SET EXERCISE:
Write out the data again in full, exactly as it reads.

GIVEN INFORMATION:
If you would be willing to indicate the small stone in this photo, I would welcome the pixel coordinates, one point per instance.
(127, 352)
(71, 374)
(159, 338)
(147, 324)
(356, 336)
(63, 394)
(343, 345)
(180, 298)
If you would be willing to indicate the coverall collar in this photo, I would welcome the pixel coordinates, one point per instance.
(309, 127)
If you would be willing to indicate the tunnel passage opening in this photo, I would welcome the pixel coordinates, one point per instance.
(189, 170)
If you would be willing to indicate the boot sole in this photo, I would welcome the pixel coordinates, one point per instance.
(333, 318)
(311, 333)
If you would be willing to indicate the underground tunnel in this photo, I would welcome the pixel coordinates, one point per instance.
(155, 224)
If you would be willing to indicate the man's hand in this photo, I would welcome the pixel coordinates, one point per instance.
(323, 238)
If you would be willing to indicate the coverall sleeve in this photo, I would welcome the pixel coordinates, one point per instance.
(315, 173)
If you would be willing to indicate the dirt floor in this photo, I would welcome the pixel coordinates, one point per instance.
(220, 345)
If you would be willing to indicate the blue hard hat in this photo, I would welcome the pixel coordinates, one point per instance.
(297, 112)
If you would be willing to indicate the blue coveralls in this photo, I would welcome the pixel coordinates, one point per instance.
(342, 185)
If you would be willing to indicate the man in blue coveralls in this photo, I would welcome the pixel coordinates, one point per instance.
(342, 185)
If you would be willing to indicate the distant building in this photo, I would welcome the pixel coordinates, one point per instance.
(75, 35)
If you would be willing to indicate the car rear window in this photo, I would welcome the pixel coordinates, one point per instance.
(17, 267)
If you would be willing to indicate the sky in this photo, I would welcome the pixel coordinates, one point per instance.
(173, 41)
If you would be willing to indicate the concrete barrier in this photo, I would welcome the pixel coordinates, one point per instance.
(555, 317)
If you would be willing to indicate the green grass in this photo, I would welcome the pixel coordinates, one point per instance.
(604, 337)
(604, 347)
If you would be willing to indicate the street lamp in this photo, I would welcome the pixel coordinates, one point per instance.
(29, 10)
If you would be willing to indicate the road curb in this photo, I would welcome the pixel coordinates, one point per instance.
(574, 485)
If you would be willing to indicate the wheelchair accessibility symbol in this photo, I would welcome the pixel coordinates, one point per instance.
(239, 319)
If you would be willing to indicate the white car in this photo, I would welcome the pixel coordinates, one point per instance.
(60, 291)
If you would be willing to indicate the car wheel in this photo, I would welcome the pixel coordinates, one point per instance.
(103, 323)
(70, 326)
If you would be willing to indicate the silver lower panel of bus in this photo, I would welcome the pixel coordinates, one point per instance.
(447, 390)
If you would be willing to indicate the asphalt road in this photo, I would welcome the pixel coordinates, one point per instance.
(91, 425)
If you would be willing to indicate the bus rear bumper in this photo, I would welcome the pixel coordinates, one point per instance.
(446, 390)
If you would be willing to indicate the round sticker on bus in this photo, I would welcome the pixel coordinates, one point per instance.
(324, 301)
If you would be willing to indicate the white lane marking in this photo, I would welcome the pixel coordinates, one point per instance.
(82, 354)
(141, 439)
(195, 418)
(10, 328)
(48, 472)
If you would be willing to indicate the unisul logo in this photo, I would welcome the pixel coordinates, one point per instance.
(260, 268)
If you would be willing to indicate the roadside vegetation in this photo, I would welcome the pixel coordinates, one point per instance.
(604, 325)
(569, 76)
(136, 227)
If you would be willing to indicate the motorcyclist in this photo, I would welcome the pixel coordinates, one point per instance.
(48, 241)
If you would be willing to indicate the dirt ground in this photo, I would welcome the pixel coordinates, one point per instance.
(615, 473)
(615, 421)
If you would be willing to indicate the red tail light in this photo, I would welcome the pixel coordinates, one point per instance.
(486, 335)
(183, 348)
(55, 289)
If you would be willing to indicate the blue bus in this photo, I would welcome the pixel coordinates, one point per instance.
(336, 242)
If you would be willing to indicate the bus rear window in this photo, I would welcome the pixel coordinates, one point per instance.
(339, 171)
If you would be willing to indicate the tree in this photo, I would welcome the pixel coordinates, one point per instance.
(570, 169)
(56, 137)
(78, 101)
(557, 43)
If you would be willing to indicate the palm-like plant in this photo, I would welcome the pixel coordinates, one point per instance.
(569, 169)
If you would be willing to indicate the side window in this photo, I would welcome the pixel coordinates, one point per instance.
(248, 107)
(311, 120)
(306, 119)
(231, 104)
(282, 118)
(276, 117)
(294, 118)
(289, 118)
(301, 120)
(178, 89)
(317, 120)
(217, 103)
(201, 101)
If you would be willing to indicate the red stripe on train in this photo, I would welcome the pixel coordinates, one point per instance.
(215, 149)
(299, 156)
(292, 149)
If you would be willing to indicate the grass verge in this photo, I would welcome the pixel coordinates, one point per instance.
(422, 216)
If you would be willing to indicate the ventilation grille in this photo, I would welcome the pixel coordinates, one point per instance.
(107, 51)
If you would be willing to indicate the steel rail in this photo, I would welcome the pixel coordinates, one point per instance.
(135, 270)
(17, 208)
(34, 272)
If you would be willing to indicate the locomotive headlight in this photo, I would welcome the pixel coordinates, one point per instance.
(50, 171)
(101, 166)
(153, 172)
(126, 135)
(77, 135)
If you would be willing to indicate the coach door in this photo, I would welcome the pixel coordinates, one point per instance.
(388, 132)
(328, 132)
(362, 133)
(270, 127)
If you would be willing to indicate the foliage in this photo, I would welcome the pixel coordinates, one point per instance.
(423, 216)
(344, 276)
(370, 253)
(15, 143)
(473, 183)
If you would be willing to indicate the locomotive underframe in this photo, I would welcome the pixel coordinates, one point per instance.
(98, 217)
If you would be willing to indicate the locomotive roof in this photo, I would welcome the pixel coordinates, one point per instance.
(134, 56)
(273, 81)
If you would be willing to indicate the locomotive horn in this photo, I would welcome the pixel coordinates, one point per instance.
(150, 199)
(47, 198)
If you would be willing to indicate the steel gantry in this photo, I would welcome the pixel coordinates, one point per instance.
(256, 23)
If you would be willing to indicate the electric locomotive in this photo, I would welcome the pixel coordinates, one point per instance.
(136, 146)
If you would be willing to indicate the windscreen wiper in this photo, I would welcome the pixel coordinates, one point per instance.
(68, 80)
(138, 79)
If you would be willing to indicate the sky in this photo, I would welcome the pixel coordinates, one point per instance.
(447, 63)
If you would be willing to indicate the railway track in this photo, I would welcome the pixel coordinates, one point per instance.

FINISHED TASK:
If you would be willing to indicate the small stone in this photo, I would welcome the pixel coordinates, one point per instance.
(127, 352)
(71, 374)
(159, 338)
(147, 324)
(356, 336)
(63, 394)
(343, 345)
(180, 298)
If you would be willing to indicate the coverall collar in this photo, I would welcome the pixel coordinates, one point per instance.
(309, 127)
If you would be willing to indicate the tunnel passage opening in this photo, I would welcome the pixel coordinates, one point per instance.
(189, 170)
If you would be willing to indicate the boot sole in this photo, I would welcome the pixel coordinates, one point per instance.
(333, 318)
(311, 333)
If you would be willing to indicate the underground tunnel in this photo, I would welcome the pixel coordinates, one point per instance.
(155, 224)
If you would be willing to indicate the man's hand in this photo, I would welcome the pixel coordinates, one point per instance.
(323, 238)
If you would be willing to indicate the coverall sleeve in this photo, I would welcome the pixel coordinates, one point per instance.
(315, 173)
If you would be willing to indicate the dirt floor in this photo, I would welcome the pixel coordinates, one point per instance.
(220, 345)
If you would be willing to indicate the blue hard hat in this photo, I would welcome the pixel coordinates, one point per instance.
(297, 112)
If you would be willing to indicate the blue coveralls in this photo, I would welcome the pixel coordinates, one point per instance.
(342, 185)
If you would be willing to indicate the man in blue coveralls in this photo, I would welcome the pixel coordinates, one point per instance.
(342, 185)
If you would be willing to indicate the distant building in this photo, I would welcome the pixel coordinates, one point per instance.
(75, 35)
If you would be willing to indicate the car rear window in this photo, I would welcome the pixel coordinates, one point per instance.
(17, 267)
If you would be willing to indicate the sky in this photo, I would welcome the pixel coordinates, one point per instance.
(173, 41)
If you would be willing to indicate the concrete barrier in this photo, I would welcome the pixel coordinates, one point per instance.
(555, 317)
If you would be willing to indicate the green grass in this photo, I would welcome the pixel coordinates, one point per instance.
(604, 337)
(604, 347)
If you would be willing to indicate the street lamp in this photo, I would welcome the pixel coordinates, one point per instance.
(29, 10)
If you would be willing to indicate the road curb in this photo, I would welcome the pixel coordinates, one point per instance.
(574, 485)
If you would be willing to indicate the wheelchair accessibility symbol in this photo, I would welcome the pixel coordinates, one point per instance.
(239, 319)
If you would be willing to indicate the white car in this photo, I would welcome the pixel coordinates, one point per instance.
(60, 291)
If you would be willing to indicate the car wheel in this photo, I would welcome the pixel coordinates, one point per instance.
(103, 323)
(70, 326)
If you would be willing to indicate the silver lower panel of bus in this photo, I would welcome the pixel coordinates, one point per instance.
(447, 390)
If you would be willing to indicate the asphalt road in this photo, I would welcome the pixel coordinates, one point per instance.
(91, 425)
If you would be willing to indicate the bus rear bumper in this photo, I would welcome the pixel coordinates, one point per instance.
(446, 390)
If you would be willing to indicate the round sticker on bus in this photo, I would welcome the pixel coordinates, one point per instance.
(324, 301)
If you would be willing to indicate the white lane marking in this photo, I would welcome the pixel coordinates, one point per instance.
(82, 354)
(141, 439)
(195, 418)
(10, 328)
(48, 472)
If you would be willing to indicate the unisul logo in this photo, I would welcome the pixel coordinates, one point per instance.
(260, 268)
If you would be willing to indicate the roadside vegetation in this photo, I would welcome the pixel coordinates, one point per instance.
(604, 325)
(569, 76)
(136, 227)
If you would be willing to indicate the motorcyclist in this photo, I would welcome the pixel coordinates, one point per instance.
(48, 241)
If you would be willing to indicate the dirt ground in this photo, I would welcome the pixel coordinates, one point per instance.
(615, 473)
(615, 421)
If you would be willing to indicate the red tail light in this photo, I would welcome the pixel coordinates, one point per instance.
(486, 335)
(183, 348)
(55, 289)
If you would be willing to indicate the blue bus in this photo, I would welcome the pixel coordinates, one point per instance.
(336, 242)
If you would be willing to indicate the bus rear window in this photo, I would welcome the pixel coordinates, one point per instance.
(339, 171)
If you would be willing to indicate the tree in this photo, I would welcome the pixel coordinates, one point per instance.
(570, 169)
(56, 137)
(78, 101)
(557, 43)
If you would be willing to indicate the palm-like plant in this photo, I would welcome the pixel coordinates, one point per instance.
(569, 169)
If you would be willing to indicate the side window in this photo, I would welcome the pixel coordinates, one point per instance.
(248, 107)
(311, 120)
(306, 119)
(231, 104)
(282, 118)
(276, 117)
(294, 118)
(289, 118)
(301, 120)
(178, 89)
(317, 120)
(217, 103)
(201, 101)
If you would be willing to indicate the red stripe on train in this photo, I would welcome the pixel coordinates, one point per instance.
(215, 149)
(299, 156)
(292, 149)
If you would be willing to indicate the grass verge in this photo, I would welcome the pixel coordinates, one point per instance.
(422, 216)
If you would be willing to indicate the ventilation grille in this photo, I would welcome the pixel coordinates, one point per instance.
(107, 51)
If you would be willing to indicate the steel rail in this photo, I would welcome the pixel coordinates, one point per instance.
(135, 270)
(17, 208)
(34, 272)
If you would be willing to indicate the locomotive headlight in this photo, I would welcome the pixel coordinates, one point per instance.
(50, 171)
(101, 166)
(153, 172)
(126, 135)
(77, 135)
If you would be willing to indicate the coach door in this photo, I would welcome the pixel coordinates, one point per instance.
(388, 132)
(328, 132)
(362, 133)
(270, 127)
If you would be willing to indicate the foliage in this photo, I would welcome the pixel coordinates, one point per instance.
(423, 216)
(344, 276)
(370, 253)
(15, 143)
(473, 183)
If you would be willing to indicate the locomotive underframe in this photo, I would welcome the pixel coordinates, one point per instance.
(98, 217)
If you would be willing to indicate the locomotive roof in this photo, I would welcome the pixel coordinates, one point per instance.
(134, 56)
(273, 81)
If you would be willing to indicate the locomotive horn in this photo, I would welcome the pixel coordinates, one point per instance.
(150, 199)
(47, 198)
If you would be willing to indicate the steel gantry in this photo, I would welcome the pixel coordinates, one point per instance.
(256, 23)
If you would be willing to indicate the electric locomotive in this photo, I would welcome the pixel coordinates, one point per instance.
(136, 146)
If you would be willing to indicate the windscreen wiper in this photo, I would welcome the pixel coordinates, one point per instance.
(68, 80)
(138, 79)
If you would be willing to indicate the sky in this photo, I would welcome the pixel coordinates, one point per instance.
(447, 63)
If you would be willing to indicate the railway track in this photo, I would welcome the pixel coordinates, one point per instance.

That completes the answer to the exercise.